-- Records for this exercise --
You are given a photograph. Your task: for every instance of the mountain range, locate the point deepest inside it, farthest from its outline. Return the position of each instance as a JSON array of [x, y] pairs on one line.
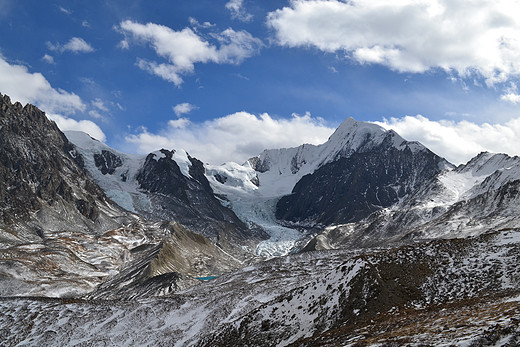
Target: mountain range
[[367, 238]]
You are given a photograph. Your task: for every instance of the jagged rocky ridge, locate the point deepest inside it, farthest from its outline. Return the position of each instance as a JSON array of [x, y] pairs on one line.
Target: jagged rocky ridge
[[135, 282], [166, 185], [62, 236], [471, 199], [444, 292], [369, 169]]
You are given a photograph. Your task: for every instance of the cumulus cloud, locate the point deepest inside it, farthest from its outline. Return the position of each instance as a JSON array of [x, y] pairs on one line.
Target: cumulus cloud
[[235, 137], [185, 48], [458, 141], [48, 59], [26, 87], [511, 94], [183, 108], [236, 7], [466, 37], [89, 127], [99, 104], [74, 45]]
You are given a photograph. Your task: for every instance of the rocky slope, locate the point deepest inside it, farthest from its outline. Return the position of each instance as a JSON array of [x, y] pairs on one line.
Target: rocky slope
[[469, 200], [62, 236], [42, 184], [166, 185], [458, 291]]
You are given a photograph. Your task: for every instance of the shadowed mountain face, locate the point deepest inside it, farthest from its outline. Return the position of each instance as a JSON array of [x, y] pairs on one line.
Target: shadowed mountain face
[[42, 182], [365, 178], [60, 235]]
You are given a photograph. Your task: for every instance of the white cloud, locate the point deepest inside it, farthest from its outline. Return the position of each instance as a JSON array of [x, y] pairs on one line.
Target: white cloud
[[467, 37], [236, 7], [183, 49], [65, 10], [511, 94], [511, 97], [87, 126], [235, 137], [74, 45], [95, 114], [99, 104], [26, 87], [48, 59], [458, 141], [183, 108], [180, 123]]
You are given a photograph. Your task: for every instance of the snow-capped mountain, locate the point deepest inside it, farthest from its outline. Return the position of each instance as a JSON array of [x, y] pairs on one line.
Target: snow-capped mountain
[[468, 200], [62, 236], [149, 250], [165, 185], [360, 169]]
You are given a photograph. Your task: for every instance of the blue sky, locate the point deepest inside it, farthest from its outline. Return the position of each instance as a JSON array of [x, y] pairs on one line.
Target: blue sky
[[226, 79]]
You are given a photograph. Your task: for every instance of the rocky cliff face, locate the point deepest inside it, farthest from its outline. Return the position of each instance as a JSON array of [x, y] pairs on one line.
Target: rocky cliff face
[[60, 235], [42, 182], [370, 171], [166, 185]]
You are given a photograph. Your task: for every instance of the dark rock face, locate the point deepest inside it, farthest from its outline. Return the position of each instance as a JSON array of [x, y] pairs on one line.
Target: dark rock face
[[107, 162], [38, 166], [190, 201], [351, 188]]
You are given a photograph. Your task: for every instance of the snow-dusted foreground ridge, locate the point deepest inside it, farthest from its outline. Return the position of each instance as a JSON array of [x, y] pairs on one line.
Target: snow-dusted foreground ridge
[[346, 297], [371, 239]]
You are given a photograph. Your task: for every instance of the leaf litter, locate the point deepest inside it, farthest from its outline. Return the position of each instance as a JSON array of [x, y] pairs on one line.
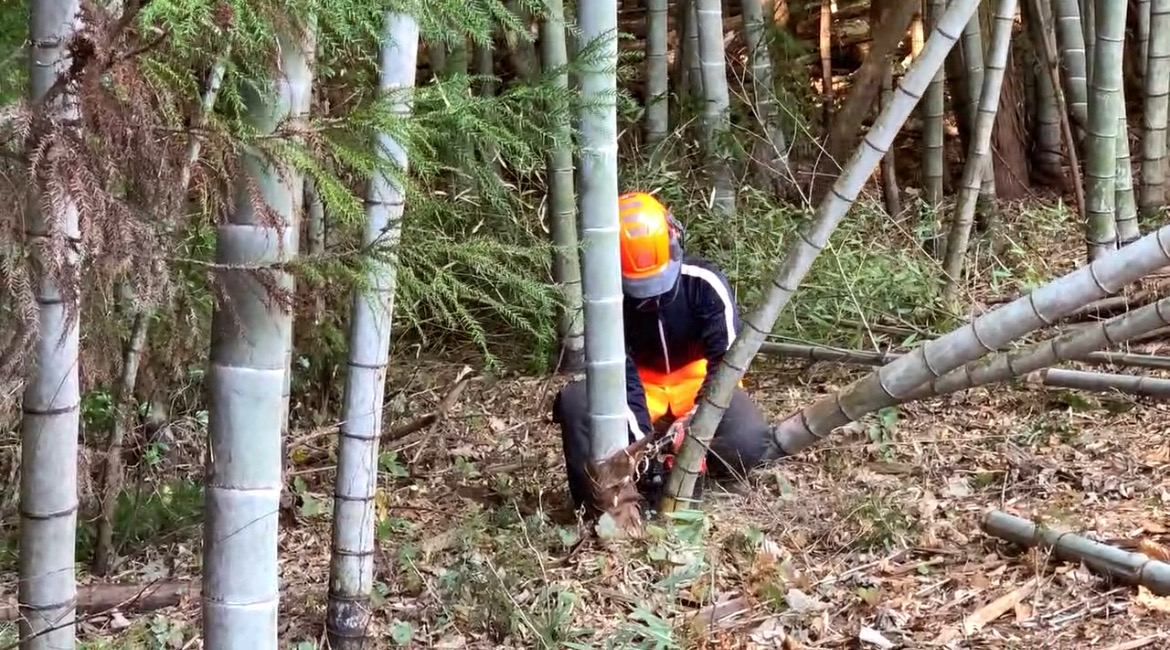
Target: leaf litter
[[864, 541]]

-- Exercise directions --
With the pictures left out, please output each line from the one containing "of the snow-dusted" through the end of the entries, exactly as it is.

-- Solved exercise --
You are given a photograph. Your task: for every instance of the snow-dusted foreground ridge, locate the point deepest inside it, farthest from its outline. Return the position of each instance as a JSON array of [x, y] pairs on one line.
Target: snow-dusted foreground ridge
[[346, 297], [371, 239]]
You are given a photograph. Your task: for every instance of the leaf litter, locate the point deepest inside it, farthest from its outline. Return the position of each instance as a JSON array of [x, y] pairs on one line.
Target: leaf litter
[[864, 541]]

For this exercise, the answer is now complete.